● **TEXTO PARA LEITURA**:
════

Por enquanto, quero chamar a atenção para a inexistência, na cultura em que Freud viveu, de um lugar social para a fala e a produção discursiva de algumas mulheres não suficientemente identificadas com os “ideais de feminilidade” de seu tempo (KEHL, 2008, p.256).

Freud em seus textos não levou em conta o lugar ocupado pela mulher na cultura em que vivia ou sugeriu a restrição ao espaço doméstico e suas extensões, onde em função das limitações da referida “natureza feminina” seria o espaço doméstico o seu “habitat natural”. O discurso sobre as características da mulher na teoria freudiana fundamentam-se na concepção de uma natureza feminina determinada totalmente pelo corpo, ou seja, pelos órgãos genitais da mulher, hipoteticamente impossíveis de simbolização (KEHL, 2008).

Para Freud, existe uma disposição bissexual na mulher já que a mesma, diferente do homem que carrega consigo um único órgão genital, a mulher obtém dois: um análogo ao masculino, o clitóris e o feminino, a vagina. Derivam desse ponto as diferenças do desenvolvimento sexual, pois a mulher no primeiro momento sentiria prazer pelo clitóris, posição masculina, e, no segundo momento o prazer seria sentido pela vagina, endossando à mulher a posição feminina, já que o prazer foi deslocado do órgão tido como ativo para o passivo. Assinalado por Freud (1933) a psicanálise não tenta descrever o que é a mulher, mas indaga como se dá o desenvolvimento da criança provida da disposição bissexual em mulher. Porquanto, descrever o que é a mulher trata-se de uma tarefa difícil de cumprir.

Há pelo menos dois aspectos, porém, que poderíamos considerar intrigantes, os quais Freud não consegue explicar. Inicialmente seria o fato de que na época apareceram muitos relatos de mulheres que possuíam impulsos vaginais desde a primeira infância, diferentemente do que pensava o autor, pois este acreditava que tais impulsos somente aconteceriam na puberdade. Além disso, chamava atenção o fato de que muitas mulheres ainda na idade adulta continuavam sentindo prazer pelo clitóris, fato que ele confessa não conseguir compreender (CAVALCANTI, 2009, p. 99).

════

● **EXERCÍCIOS**:
a) Passe para o inglês esta frase do texto sobre Freud e a mulher: "Há pelo menos dois aspectos, porém, que poderíamos considerar intrigantes, os quais Freud não consegue explicar."
b) Escreva a continuação do texto sobre Freud e a mulher, começando logo depois da última frase.

[Trechos de um conjunto de dados de anotação de locais]
════

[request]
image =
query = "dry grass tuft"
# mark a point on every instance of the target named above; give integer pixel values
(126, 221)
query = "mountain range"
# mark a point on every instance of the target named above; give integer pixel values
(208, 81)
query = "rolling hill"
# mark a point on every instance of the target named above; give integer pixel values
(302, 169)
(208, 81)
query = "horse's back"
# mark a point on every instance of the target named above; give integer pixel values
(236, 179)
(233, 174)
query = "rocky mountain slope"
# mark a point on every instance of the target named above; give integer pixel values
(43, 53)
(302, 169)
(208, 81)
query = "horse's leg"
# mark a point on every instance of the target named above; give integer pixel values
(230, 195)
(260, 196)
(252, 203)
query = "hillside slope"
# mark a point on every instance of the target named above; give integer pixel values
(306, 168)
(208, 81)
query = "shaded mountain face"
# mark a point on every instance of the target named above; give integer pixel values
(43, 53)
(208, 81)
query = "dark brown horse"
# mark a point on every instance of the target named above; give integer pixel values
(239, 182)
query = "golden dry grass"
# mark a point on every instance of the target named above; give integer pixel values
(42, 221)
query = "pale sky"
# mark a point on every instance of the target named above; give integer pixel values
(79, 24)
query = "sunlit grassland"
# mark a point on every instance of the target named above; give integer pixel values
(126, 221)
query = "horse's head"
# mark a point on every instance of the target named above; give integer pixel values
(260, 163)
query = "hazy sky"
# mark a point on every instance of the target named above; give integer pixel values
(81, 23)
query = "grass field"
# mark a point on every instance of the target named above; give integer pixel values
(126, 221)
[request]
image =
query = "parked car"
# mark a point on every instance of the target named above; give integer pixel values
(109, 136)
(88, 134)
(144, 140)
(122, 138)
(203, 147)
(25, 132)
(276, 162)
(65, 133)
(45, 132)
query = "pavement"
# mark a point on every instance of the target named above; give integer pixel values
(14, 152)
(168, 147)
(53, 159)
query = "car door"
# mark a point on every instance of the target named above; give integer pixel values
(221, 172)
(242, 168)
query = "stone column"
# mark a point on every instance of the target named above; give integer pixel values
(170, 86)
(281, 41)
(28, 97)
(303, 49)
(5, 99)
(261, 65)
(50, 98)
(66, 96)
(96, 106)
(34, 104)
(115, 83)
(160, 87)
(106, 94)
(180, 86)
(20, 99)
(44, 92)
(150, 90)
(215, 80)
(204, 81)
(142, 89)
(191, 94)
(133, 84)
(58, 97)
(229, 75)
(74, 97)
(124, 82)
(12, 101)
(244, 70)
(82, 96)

════

● **RESPOSTAS**:
a) There are at least two aspects, however, that we might consider intriguing, which Freud is unable to explain.

b)
O deslocamento de zona erógena da mulher, pontuado por Freud, enfatizava o exercício do papel social da mulher. “Para tanto, o orgasmo vaginal e a sexualidade passiva se adequavam como uma luva aos ditames da maternidade.” (CAVALCANTI, 2009, p. 99). E dessa maneira, a expectativa dirigida à função da mulher de sua época era atendida.

Mais adiante em seu texto de 1933, Freud atribui algumas características femininas que viabilizam a manutenção do casamento e do lar como sendo próprias das mulheres. “Um casamento não se torna seguro enquanto a esposa não conseguir tornar seu marido também seu filho, e agir com relação a ele como mãe” (p. 132-133). Salientando que, grandes números de mulheres mesmo em idade madura continuam dependentes de um objeto paterno, ou propriamente do pai real. A ambivalência vivenciada na fase edípica é de suma importância para as escolhas realizadas pelas mulheres na fase adulta e para a permanência nessas decisões mesmo estando as mesmas fadadas ao fracasso (FREUD, 1933).

Enfim, pelas diferentes configurações da inibição sexual, da histeria e da virilização, as mulheres estariam inscritas nos campos da anomalia e até mesmo da franca patologia libidinal, afastando-se decididamente do encontro com a plena feminilidade, que apenas se daria com a assunção da maternidade (CAVALCANTI, 2009, apud, BIRMAN, 2001, p.25).

O fato do pênis se destacar como suporte corporal para encarnar a função do falo, dá ocorrência à diferenciação produzida pelos efeitos simbólicos na menina e no menino. Na própria teorização da sexualidade construída por Freud a constituição sexual se dá a nível simbólico e não biológico. (PINHEIRO, 2003). Segundo Birman (1999) a crença maior da arrogância masculina em relação às mulheres é acreditar ser portador de um poder superior pelo fato de obter o pênis como atributo do falo. Contudo, não ter o pênis como atributo do falo seria a fonte proverbial de sua inveja, sendo o signo maior da inferioridade das mulheres.

O repúdio dos homens e das mulheres diante da feminilidade vem testemunhar a perda dos emblemas fálicos e narcísicos, pois esta experiência, que se apresenta além da regulação do falo, implica justamente a suspensão do autocentramento da subjetividade, sustentado pelo referencial fálico, onde os homens e as mulheres se protegeriam dessa experiência de inquietação face à sua fragilidade e incompletude (NÉRI, 2005, p.220).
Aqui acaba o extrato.